━━━ Document passage ━━━

This week, experts around the nation are convening in Washington, D.C. to review grant proposals submitted for federal abstinence education funding. There are still many misconceptions about what students learn in abstinence programs. This week’s column is dedicated to a consideration of what we teach our students and how we teach it.
August 8, 2005
Comprehensive sex education…it’s being sold all over America. The best thing about comprehensive sex education, we parents are told, is that it teaches our children everything. That’s right…everything.
It teaches children how to say no…and then it teaches them that they can pleasure each other with mutual masturbation.
It teaches children how to say no…and then it teaches them how to put on a condom.
It teaches children to ask their parents…and then it hands them the address to the nearest clinic where they can get birth control and abortions without telling their parents.
It teaches children that some people save sex until marriage…and then it teaches children that marriage isn’t for everyone.
What is the true message comprehensive sex education gives our teens? This is only clear when put into context with a real child.
In my first interview with an expert who had been teaching comprehensive sex education for over thirteen years, I came to the end of the hour totally perplexed. “Safe sex”, perfect use, neutral values, healthy attitudes? In a moment of frustration, I asked this expert about “my Daughter Debbie.” What if “Daughter Debbie” sat in on your sex education class?

━━━ Study material ━━━

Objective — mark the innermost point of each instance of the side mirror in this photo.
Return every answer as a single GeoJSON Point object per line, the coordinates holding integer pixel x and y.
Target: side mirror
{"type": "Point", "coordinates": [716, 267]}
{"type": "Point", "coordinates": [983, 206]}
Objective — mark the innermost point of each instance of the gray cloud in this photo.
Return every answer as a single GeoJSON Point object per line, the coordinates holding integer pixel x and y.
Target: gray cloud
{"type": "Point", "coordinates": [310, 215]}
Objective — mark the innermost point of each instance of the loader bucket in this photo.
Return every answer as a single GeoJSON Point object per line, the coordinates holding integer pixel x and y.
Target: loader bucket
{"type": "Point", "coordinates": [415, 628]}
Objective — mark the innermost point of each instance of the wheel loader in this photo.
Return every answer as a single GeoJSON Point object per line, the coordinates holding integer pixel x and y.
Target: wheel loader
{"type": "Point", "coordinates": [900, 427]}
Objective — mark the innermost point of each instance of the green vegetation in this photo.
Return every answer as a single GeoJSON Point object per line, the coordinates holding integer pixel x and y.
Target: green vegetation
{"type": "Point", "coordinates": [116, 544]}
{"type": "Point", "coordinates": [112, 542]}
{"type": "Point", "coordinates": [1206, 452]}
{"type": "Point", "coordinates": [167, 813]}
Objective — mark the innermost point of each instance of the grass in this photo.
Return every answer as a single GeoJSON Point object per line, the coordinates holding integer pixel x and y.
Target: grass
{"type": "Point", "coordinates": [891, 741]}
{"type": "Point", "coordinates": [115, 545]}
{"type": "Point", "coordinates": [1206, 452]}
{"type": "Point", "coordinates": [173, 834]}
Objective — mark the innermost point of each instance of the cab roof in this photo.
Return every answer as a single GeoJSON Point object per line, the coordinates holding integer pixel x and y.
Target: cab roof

━━━

(Problem to solve):
In the column on comprehensive sex education, how long had the expert in the writer's first interview been teaching that subject?

(Written solution):
Over thirteen years.